**Supplied records:**
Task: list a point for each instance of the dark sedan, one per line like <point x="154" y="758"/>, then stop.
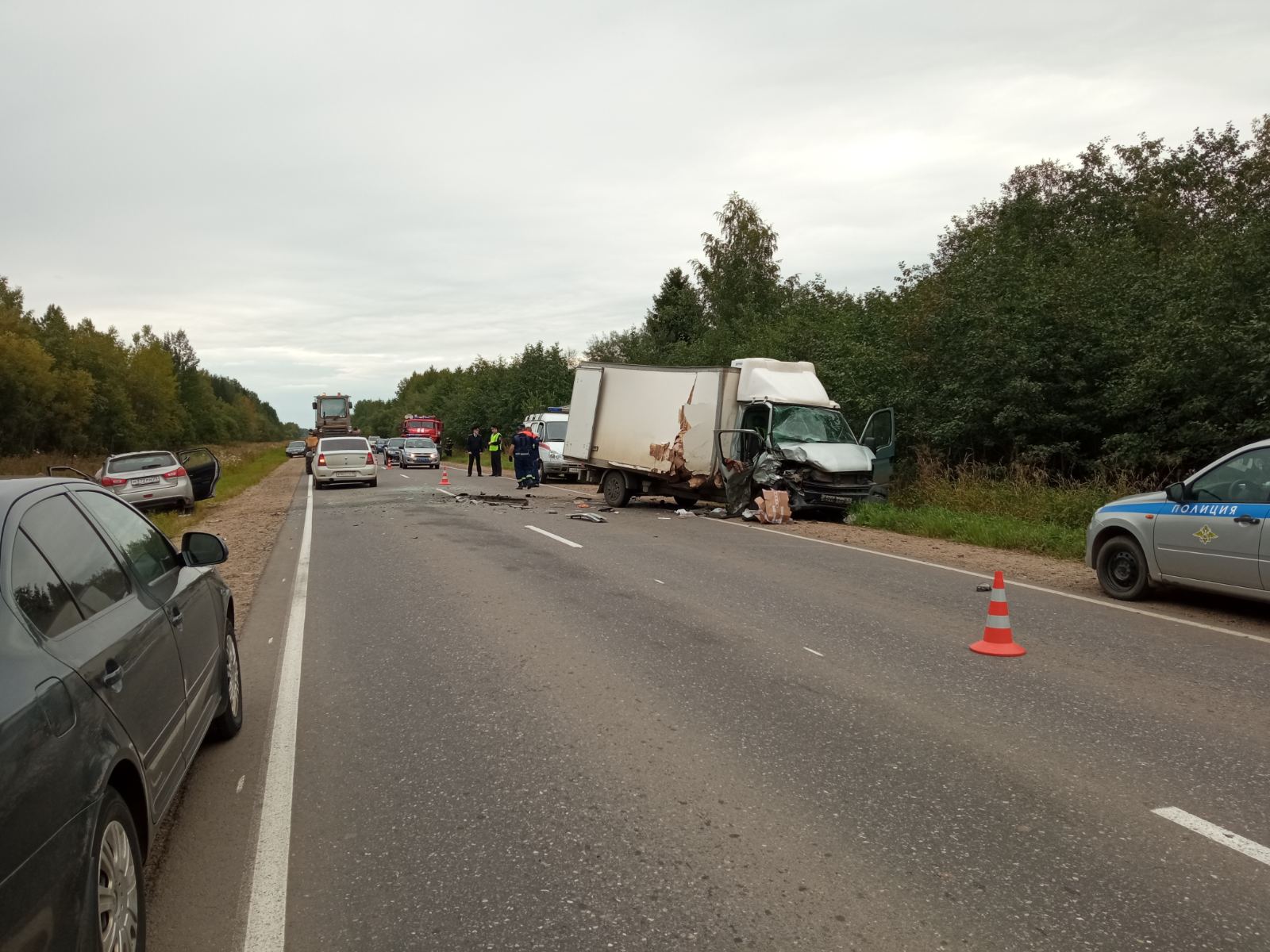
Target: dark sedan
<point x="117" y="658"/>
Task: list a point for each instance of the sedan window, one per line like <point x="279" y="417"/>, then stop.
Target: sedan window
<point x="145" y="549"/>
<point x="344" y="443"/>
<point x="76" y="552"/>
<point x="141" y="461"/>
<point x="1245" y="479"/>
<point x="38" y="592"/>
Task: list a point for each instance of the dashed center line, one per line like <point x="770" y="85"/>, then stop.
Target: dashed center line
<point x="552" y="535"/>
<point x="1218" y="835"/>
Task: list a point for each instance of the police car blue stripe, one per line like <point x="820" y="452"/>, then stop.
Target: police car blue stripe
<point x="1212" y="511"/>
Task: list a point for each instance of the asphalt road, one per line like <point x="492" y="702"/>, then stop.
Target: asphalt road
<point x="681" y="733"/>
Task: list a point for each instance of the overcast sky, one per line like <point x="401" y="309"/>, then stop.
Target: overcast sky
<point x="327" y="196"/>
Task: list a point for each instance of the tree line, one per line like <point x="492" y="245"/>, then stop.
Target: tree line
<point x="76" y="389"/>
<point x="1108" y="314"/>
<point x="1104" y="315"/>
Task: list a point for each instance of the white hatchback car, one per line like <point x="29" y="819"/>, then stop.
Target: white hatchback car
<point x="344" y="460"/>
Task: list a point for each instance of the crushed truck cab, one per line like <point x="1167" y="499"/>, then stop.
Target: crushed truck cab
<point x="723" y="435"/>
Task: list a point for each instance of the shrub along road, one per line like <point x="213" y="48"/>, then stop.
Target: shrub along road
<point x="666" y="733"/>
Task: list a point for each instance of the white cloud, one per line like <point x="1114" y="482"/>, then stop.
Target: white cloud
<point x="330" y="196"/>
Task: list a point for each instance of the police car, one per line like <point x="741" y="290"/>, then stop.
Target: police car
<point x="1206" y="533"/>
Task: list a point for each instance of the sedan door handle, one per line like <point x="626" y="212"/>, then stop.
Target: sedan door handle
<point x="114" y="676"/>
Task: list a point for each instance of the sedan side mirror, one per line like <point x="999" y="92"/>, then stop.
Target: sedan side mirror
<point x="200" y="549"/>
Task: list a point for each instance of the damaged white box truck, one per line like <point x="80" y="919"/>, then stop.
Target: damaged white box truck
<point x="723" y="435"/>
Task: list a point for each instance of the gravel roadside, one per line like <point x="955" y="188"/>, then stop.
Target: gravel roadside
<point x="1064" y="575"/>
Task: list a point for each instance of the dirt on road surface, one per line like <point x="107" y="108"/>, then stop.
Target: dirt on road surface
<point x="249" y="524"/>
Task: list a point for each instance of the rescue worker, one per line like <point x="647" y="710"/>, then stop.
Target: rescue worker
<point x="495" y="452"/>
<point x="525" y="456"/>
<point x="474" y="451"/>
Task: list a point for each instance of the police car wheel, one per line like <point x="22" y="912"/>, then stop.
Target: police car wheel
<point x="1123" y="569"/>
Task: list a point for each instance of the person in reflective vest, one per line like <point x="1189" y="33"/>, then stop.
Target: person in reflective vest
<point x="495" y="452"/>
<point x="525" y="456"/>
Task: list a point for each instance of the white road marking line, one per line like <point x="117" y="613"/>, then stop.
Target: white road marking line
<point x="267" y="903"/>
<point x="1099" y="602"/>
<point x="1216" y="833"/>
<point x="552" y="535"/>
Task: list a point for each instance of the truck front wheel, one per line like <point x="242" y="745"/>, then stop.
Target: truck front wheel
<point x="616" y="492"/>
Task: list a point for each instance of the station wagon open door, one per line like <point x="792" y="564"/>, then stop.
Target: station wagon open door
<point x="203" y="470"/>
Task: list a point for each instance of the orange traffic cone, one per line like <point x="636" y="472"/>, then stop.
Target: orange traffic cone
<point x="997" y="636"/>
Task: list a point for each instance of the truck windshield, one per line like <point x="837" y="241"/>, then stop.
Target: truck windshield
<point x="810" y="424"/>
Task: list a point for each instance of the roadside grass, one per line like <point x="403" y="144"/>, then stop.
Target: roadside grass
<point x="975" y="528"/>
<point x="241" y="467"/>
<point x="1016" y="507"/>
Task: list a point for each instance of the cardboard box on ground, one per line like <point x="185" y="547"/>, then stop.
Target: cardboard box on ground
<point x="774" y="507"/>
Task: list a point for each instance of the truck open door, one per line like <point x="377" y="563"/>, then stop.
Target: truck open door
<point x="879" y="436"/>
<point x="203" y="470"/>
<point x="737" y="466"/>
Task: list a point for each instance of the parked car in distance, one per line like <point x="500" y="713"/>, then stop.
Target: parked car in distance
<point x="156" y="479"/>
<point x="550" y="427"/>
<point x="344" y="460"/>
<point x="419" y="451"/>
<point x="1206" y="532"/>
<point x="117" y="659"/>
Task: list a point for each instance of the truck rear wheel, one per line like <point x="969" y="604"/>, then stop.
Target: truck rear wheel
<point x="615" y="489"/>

**Task description:**
Print out every entry above without changing a word, and leave out the pictures.

**Task answer:**
Task: list a point for each instance of the dark sedan, one per line like <point x="154" y="758"/>, then stop.
Target: dark sedan
<point x="117" y="658"/>
Task: list a point for each instance of the sedan window, one per line like <point x="279" y="417"/>, then stop.
Target: sedan window
<point x="145" y="549"/>
<point x="344" y="443"/>
<point x="76" y="552"/>
<point x="141" y="461"/>
<point x="1245" y="479"/>
<point x="38" y="592"/>
Task: list a point for each instance of the dashed center line, one per line like <point x="770" y="85"/>, then stop.
Target: dashed center line
<point x="552" y="535"/>
<point x="1218" y="835"/>
Task: list a point for each instance of the police car blue stripe, one per line like <point x="820" y="452"/>, then stop.
Target: police car blue stripe
<point x="1212" y="511"/>
Task: list a point for each instance of the asphalt road, one per line like <point x="492" y="702"/>, then stop.
Target: asphalt road
<point x="681" y="733"/>
Task: list a point for each instance of the overcast sky, one per line like <point x="401" y="309"/>, then stop.
Target: overcast sky
<point x="327" y="196"/>
Task: list a point for each instance of the tree line, one per line like <point x="492" y="245"/>, then stop.
Target: tree line
<point x="76" y="389"/>
<point x="1108" y="314"/>
<point x="1104" y="315"/>
Task: list a point for each instance of the white hatchback car, one per line like <point x="29" y="819"/>, then stop.
Target: white hatchback car
<point x="344" y="460"/>
Task: list a point for each instance of the crushed truck cab, one per line like <point x="1167" y="499"/>, then stop.
Target: crushed truck cab
<point x="723" y="435"/>
Task: list a point for each instance of the shrub along road, one per line like <point x="213" y="48"/>, then stop.
Target: shrub along road
<point x="666" y="733"/>
Task: list a point for each instance of the white cloud, one per line like <point x="1114" y="482"/>, then stop.
Target: white cloud
<point x="330" y="196"/>
Task: list a point for each instance of the police car, one per line like <point x="741" y="290"/>, then stop.
Target: police car
<point x="1206" y="533"/>
Task: list a point for each instance of the sedan door handle, one per line like <point x="626" y="212"/>, then stop.
Target: sedan door handle
<point x="114" y="676"/>
Task: list a point for each instance of the sedan side mirror, one per line like <point x="999" y="92"/>, then stop.
Target: sedan side mirror
<point x="200" y="549"/>
Task: list a point for each instance of the damaged white box truck, one per line like <point x="80" y="919"/>, then stop.
Target: damaged white box truck
<point x="723" y="435"/>
Task: list a point for each instance of the gravel roadside, one per line like <point x="955" y="188"/>, then stop.
Target: gravel roadside
<point x="1064" y="575"/>
Task: list a point for each instance of the dirt on road surface, one per line like <point x="107" y="108"/>, then stop.
Target: dirt on road surface
<point x="249" y="524"/>
Task: list a point for each instance of the rescue worker, one per line like <point x="647" y="710"/>, then stop.
Target: rescue worker
<point x="495" y="452"/>
<point x="525" y="456"/>
<point x="474" y="451"/>
Task: list a point for each instance of the police car wheel, one per line like <point x="22" y="912"/>, then stop.
Target: police car wheel
<point x="1123" y="569"/>
Task: list a point for each instance of the person in reflective vest, one per line like <point x="1189" y="33"/>, then stop.
Target: person in reflective vest
<point x="495" y="452"/>
<point x="525" y="456"/>
Task: list a point for each instance of the white road marking line, one per line like <point x="117" y="613"/>, then stop.
Target: white road marking line
<point x="267" y="903"/>
<point x="1099" y="602"/>
<point x="1216" y="833"/>
<point x="552" y="535"/>
Task: list a point for each instance of the truck front wheel, one per line like <point x="242" y="745"/>, then stop.
Target: truck front wheel
<point x="616" y="492"/>
Task: list a point for each instance of the station wagon open door, one per line like <point x="792" y="564"/>, then stop.
Target: station wagon open door
<point x="203" y="470"/>
Task: list a point for each instance of the orange traffic cone, one per line like <point x="636" y="472"/>, then stop.
Target: orange traffic cone
<point x="997" y="636"/>
Task: list a point for each instance of the truck windshield, one per line like <point x="837" y="241"/>, then stop.
Target: truck windshield
<point x="810" y="424"/>
Task: list a point for each instance of the roadside grass, one per line like <point x="403" y="144"/>, then stop.
Target: roadside grass
<point x="975" y="528"/>
<point x="241" y="467"/>
<point x="1016" y="507"/>
Task: list a point for each instance of the cardboard box on ground, one per line like <point x="185" y="547"/>, then stop.
Target: cardboard box on ground
<point x="774" y="507"/>
Task: list a point for each instance of the truck open door, one per line like <point x="377" y="563"/>, then stop.
Target: truck open door
<point x="879" y="436"/>
<point x="203" y="470"/>
<point x="737" y="466"/>
Task: list a point for each instance of the parked car in distance, one per line like <point x="500" y="713"/>, then stop.
Target: parked car in distance
<point x="156" y="479"/>
<point x="550" y="427"/>
<point x="344" y="460"/>
<point x="419" y="451"/>
<point x="1206" y="532"/>
<point x="117" y="659"/>
Task: list a point for each instance of the truck rear wheel, one per line like <point x="969" y="604"/>, then stop.
Target: truck rear wheel
<point x="615" y="489"/>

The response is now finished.